— BEGIN Excerpted data —

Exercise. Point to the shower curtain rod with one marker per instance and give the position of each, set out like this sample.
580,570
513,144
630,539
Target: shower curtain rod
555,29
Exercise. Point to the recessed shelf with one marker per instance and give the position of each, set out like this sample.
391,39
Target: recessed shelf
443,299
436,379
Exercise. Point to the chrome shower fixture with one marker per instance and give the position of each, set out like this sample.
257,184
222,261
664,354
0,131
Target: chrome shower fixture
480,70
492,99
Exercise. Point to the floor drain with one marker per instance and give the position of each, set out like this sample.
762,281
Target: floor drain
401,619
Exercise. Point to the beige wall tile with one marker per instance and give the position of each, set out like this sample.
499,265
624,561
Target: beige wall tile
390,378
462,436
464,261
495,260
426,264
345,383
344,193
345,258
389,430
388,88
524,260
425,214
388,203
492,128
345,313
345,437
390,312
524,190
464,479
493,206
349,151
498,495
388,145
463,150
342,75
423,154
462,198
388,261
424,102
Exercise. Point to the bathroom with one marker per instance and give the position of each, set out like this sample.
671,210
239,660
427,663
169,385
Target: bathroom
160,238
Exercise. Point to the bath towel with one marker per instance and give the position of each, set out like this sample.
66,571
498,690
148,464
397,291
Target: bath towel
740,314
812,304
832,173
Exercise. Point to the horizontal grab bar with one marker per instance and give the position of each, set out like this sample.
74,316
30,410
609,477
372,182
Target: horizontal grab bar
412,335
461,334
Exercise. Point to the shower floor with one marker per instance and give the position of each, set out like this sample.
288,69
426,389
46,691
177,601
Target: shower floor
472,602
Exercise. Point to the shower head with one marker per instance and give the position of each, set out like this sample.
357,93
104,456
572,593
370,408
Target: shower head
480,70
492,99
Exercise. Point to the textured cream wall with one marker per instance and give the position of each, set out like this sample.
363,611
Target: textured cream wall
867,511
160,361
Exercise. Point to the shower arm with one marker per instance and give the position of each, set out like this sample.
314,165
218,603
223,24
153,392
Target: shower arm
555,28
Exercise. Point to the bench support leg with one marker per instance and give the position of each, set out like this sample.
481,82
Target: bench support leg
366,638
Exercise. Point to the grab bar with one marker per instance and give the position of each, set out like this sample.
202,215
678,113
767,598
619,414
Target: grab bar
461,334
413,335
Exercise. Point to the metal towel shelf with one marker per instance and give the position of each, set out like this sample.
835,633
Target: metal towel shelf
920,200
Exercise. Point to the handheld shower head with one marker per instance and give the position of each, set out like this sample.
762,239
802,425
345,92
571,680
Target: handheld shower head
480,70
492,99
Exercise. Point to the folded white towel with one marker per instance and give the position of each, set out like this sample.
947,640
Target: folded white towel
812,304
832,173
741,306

— END Excerpted data —

[What to work on]:
Exactly reproduce the lines beginning with the one that contains "Exercise. Point to the horizontal" and ending with the last line of the material, both included. Leave out everything else.

[Response to this task]:
Exercise. Point to the horizontal grab bar with one marker per instance and give the position of each, set out like this sample.
74,316
30,410
609,477
372,182
Target: horizontal grab bar
412,335
461,334
Exercise. Point to the shower floor with one marker per instance and give the position of each, set out like this sample.
288,69
426,389
46,691
177,601
Target: shower floor
472,602
Exercise. Point to the shower head with one marker per instance and give the position of each, set out like this sample.
357,93
104,456
572,593
370,408
Target: shower head
480,70
492,99
Exercise. Point to the textured cream wall with one marker per instance and give the position of each, set out like this sample.
363,611
Target: textured cream wall
867,511
160,361
Exercise. Point to the shower arm with one marker per instance and give the position of each, set out like this sample.
314,165
218,603
223,24
153,392
Target: shower arm
555,28
Exercise. Point to the bench support leg with one marker per instance and give the position of each, set out like this sample.
481,82
Target: bench support leg
366,638
Exercise. Point to the grab bar with one marker per instance and give the position of each, set out like this sample.
202,215
678,113
767,598
619,414
Target: grab bar
461,334
413,335
Exercise. Point to the metal towel shelf with one marker per instance and give the position of each, set out like this sample.
835,633
Target: metal towel shelf
920,200
Exercise. Point to the handheld shower head with one marker per instance and give the position of each, set out like this sample.
762,239
802,425
345,92
571,680
Target: handheld shower head
480,70
492,99
Exercise. Point to the folded white towel with one marker per instance and give the position of each, set out like this sample.
947,640
Target: folded white towel
812,304
832,173
741,306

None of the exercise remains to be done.